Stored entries
———
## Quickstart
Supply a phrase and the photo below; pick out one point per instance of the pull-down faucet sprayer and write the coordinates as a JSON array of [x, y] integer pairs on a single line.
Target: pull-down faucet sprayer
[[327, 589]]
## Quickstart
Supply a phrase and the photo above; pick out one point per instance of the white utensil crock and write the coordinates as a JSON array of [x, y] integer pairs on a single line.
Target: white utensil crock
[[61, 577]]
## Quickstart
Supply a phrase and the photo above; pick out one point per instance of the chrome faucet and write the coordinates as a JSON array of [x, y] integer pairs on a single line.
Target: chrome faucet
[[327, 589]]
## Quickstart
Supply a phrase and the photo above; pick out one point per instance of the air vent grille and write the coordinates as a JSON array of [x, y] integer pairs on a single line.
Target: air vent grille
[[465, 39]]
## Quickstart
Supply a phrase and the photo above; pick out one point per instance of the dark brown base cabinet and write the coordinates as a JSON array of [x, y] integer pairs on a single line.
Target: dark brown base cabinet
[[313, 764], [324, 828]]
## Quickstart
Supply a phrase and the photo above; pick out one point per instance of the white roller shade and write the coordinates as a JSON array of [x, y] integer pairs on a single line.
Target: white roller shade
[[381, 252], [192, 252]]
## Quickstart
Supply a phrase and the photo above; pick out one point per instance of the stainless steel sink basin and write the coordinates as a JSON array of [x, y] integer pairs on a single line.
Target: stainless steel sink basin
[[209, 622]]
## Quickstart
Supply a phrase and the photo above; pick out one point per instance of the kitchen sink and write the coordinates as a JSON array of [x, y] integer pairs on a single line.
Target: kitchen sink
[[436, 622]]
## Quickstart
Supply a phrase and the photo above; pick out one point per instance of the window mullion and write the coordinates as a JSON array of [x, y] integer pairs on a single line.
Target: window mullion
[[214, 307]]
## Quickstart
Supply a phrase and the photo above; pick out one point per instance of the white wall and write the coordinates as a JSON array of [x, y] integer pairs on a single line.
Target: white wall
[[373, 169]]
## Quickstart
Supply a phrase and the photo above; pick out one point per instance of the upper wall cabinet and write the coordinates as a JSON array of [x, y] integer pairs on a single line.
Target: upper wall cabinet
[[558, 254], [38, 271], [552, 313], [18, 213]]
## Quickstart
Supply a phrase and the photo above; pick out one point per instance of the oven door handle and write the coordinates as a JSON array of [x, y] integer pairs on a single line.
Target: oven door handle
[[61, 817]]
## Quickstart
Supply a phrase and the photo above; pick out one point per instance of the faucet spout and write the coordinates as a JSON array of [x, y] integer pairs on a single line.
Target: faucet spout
———
◆ **WRITTEN TASK**
Duplicate all of the stored entries above line for line, changing no characters.

◆ **TASK RESPONSE**
## Quickstart
Supply a phrase and the photo below; pick out one point per instance of the pull-down faucet sprayer and write the coordinates as a JSON array of [x, y] integer pairs on a single line.
Target: pull-down faucet sprayer
[[327, 589]]
## Quickstart
Supply a phrase and the photo above; pick out one point per instance of the white utensil crock and write the coordinates as a JSON array of [x, y] integer pairs on a single line.
Target: white utensil crock
[[61, 577]]
## Quickstart
Supply a phrase and the photo above; pick out one point per instance of the chrome faucet and write the coordinates as a JSON array of [x, y] integer pairs on a single line.
Target: chrome faucet
[[327, 589]]
## Quickstart
Supply a phrase and the photo above; pick out one point per instance of the air vent grille and write the coordinates as a JSON array of [x, y] integer pairs on a single line.
Target: air vent grille
[[465, 39]]
## Quickstart
Supply a phrase and the photo above; pick out one point per instance of the dark brown base cabinet and write the coordinates as a JSON array of [x, y] integer pairs on a single line.
Target: dark brown base cabinet
[[313, 764], [324, 828]]
## Quickstart
Supply a phrase and the photo above; pick out one point per instance of the white roller shade and write the coordinates as a JSON array of [x, y] integer pairs on a single line.
Target: white roller shade
[[381, 252], [192, 252]]
## Quickstart
Supply a phrase and the photo above; pick out one point per instance of the stainless steel sink basin and write the coordinates as a JSON array of [x, y] integer pairs on a single line.
Target: stainless steel sink basin
[[209, 622]]
## Quickstart
Supply a phrase and the photo above; pick out one point per instance of the kitchen sink and write the coordinates as a JSON array of [x, y] integer pairs on a single line.
Target: kitchen sink
[[436, 622]]
## Quickstart
Supply a phrase and the photo above; pick out one point per instance of the window mullion and write the coordinates as a JSON array of [x, y] integer pairs on a single line.
Target: window mullion
[[214, 307]]
## Quickstart
Supply a phrase and the photo above; pick out one point per instance of the white wall and write the coordinates as a JSON array of [x, y] integer pairs on a single line.
Target: white wall
[[373, 169]]
## Quickstart
Supply a phrase and the photo above; pick out one point per instance of the upper wall cabinet and write the coordinates as a JSON array of [x, y] integer pairs on a single line.
Target: upper wall cabinet
[[558, 254], [38, 271], [552, 313], [18, 213]]
## Quickstart
Supply a phrase and the photo above; pick out one point per instance of the oven door handle and write the coordinates as a JSON array of [x, y] integer pairs on a single line.
Target: oven door handle
[[61, 817]]
## Quickstart
Supply a phrase and the photo above; pick out one point per instance of the faucet spout and write the coordinates as a JSON array of [x, y] integer pairs on a single line.
Target: faucet spout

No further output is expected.